Work task 1: In the Python ODBC question, copy the text from "I get the error" up to and including "SQL Server 2018.", changing "Bonus try" to "Second attempt".
Work task 2: Shorten the paragraph of the Python ODBC question that begins "I've verified that the service account" into a single sentence that keeps its main facts.
Work task 3: Write the next part of the Python ODBC question, picking up after its last sentence.

Excerpt to read:
--*--

Python ODBC Connect to SQL Server with Service Account (trusted_connection=no)

I connect to my server no problem with SQL Alchemy or Pyodbc so long as I use a trusted connection:

pyodbc.connect("Driver={SQL Server};Server=myServer;Port=1433;Database=myDB;trusted_connection=yes")

sqlalchemy.create_engine('mssql://myServer/myDB?trusted_connection=yes&driver=SQL+Server')

But I need to connect with a service account with basic Windows Authentication. When I try to add the UID/PWD like so:

sqlalchemy.create_engine("mssql+pyodbc://myUserName:myPassWord@myServer?driver=SQL+Server?trusted_connection=no")

pyodbc.connect('DRIVER={SQL Server};SERVER=myServre;DATABASE=myDB;UID=myUserName;PWD=myPassword')

I get the error "Login failed for user 'myUserName'. (18456) (SQLDriverConnect); [28000] "

Bonus try:

sqlalchemy.create_engine("mssql+pyodbc://myUserName:myPassword@myDB?driver=SQL+Server?trusted_connection=no")

Returns '[Microsoft][ODBC Driver Manager] Data source name too long (0) (SQLDriverConnect)'

Using SQL Server 2018.

I've verified that the service account has all the right permissions on the DB I'm trying to connect to. FWIW, I've also tried connecting using my own Windows credentials instead of the service account's (but with trusted_connection=no) and I get the same error messages.

--*--

Information:
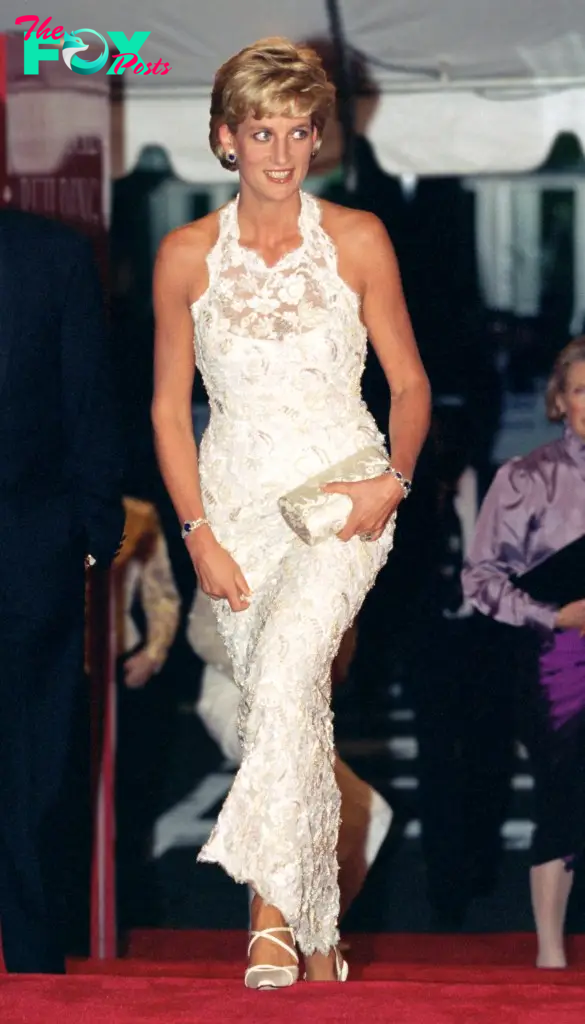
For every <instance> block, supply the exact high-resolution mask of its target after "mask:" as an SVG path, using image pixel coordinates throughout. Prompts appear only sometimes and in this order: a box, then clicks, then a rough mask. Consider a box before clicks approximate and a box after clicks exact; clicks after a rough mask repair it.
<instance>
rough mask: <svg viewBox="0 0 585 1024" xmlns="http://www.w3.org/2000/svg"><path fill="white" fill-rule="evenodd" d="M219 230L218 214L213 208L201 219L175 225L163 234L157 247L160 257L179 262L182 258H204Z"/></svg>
mask: <svg viewBox="0 0 585 1024" xmlns="http://www.w3.org/2000/svg"><path fill="white" fill-rule="evenodd" d="M218 230H219V214H218V211H217V210H215V211H214V212H213V213H208V214H207V216H206V217H202V218H201V220H193V221H191V223H189V224H183V225H182V226H181V227H175V228H174V230H172V231H169V233H168V234H166V236H165V238H164V239H163V241H162V242H161V245H160V247H159V258H160V259H165V260H168V259H172V260H173V261H177V262H180V261H181V260H183V259H189V258H191V259H193V257H194V256H195V257H196V258H199V259H205V257H206V255H207V254H208V252H209V251H210V249H212V248H213V246H214V245H215V242H216V241H217V233H218Z"/></svg>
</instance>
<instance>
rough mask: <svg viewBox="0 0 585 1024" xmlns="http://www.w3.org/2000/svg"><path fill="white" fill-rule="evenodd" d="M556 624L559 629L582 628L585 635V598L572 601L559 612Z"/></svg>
mask: <svg viewBox="0 0 585 1024" xmlns="http://www.w3.org/2000/svg"><path fill="white" fill-rule="evenodd" d="M555 626H556V629H557V630H580V632H581V636H585V599H583V600H581V601H572V602H571V604H566V605H565V607H563V608H560V610H559V611H558V612H557V615H556V622H555Z"/></svg>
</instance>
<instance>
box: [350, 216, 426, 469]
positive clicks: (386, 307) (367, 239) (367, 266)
mask: <svg viewBox="0 0 585 1024" xmlns="http://www.w3.org/2000/svg"><path fill="white" fill-rule="evenodd" d="M362 219H363V227H362V230H361V231H360V232H358V237H357V249H358V252H359V254H360V259H361V263H362V266H363V267H364V268H365V271H364V302H363V315H364V322H365V324H366V327H367V328H368V334H369V336H370V339H371V341H372V345H373V347H374V350H375V352H376V354H377V356H378V359H379V360H380V365H381V367H382V370H383V371H384V375H385V377H386V380H387V382H388V386H389V389H390V395H391V404H390V420H389V436H390V453H391V460H392V465H393V466H394V468H395V469H399V470H400V471H401V472H402V473H404V474H405V476H407V477H409V478H410V477H412V474H413V472H414V468H415V466H416V461H417V459H418V456H419V454H420V450H421V447H422V445H423V443H424V439H425V437H426V434H427V432H428V427H429V422H430V387H429V383H428V379H427V376H426V373H425V371H424V368H423V366H422V361H421V358H420V355H419V351H418V348H417V344H416V341H415V338H414V334H413V330H412V326H411V322H410V316H409V312H408V309H407V305H406V301H405V297H404V293H403V287H402V282H401V275H400V270H399V265H398V262H396V257H395V255H394V250H393V248H392V245H391V242H390V240H389V238H388V236H387V232H386V230H385V228H384V226H383V224H382V223H381V222H380V221H379V220H378V219H377V218H376V217H373V216H372V215H371V214H362Z"/></svg>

--*--

Output 1:
I get the error "Login failed for user 'myUserName'. (18456) (SQLDriverConnect); [28000] "

Second attempt:

sqlalchemy.create_engine("mssql+pyodbc://myUserName:myPassword@myDB?driver=SQL+Server?trusted_connection=no")

Returns '[Microsoft][ODBC Driver Manager] Data source name too long (0) (SQLDriverConnect)'

Using SQL Server 2018.

Output 2: The service account has the right permissions on the database, and using the writer's own Windows credentials with trusted_connection=no gives the same error messages.

Output 3:
Upvotes: 1

Views: 5931

Answers (1)

David Browne - Microsoft
David Browne - Microsoft

Reputation: 89141

get the error "Login failed for user 'myUserName'. (18456) (SQLDriverConnect); [28000] "

None of the Microsoft ODBC drivers support using Windows Integrated Authentication (NTLM or Kerberos) using provided credentials. This connection string

DRIVER={SQL Server};SERVER=myServre;DATABASE=myDB;UID=myUserName;PWD=myPassword

is for SQL Auth, where you have a login and a database user created in SQL Server.

eg:

use mydb
create login myUserName with password='myPassword'
create user myUserName for login myUserName
grant select to myUserName

To use Windows Auth with this driver you have to run your program as the target user, do Windows-level impersonation, store a credential in the Windows Credential store, or use runas /netonly.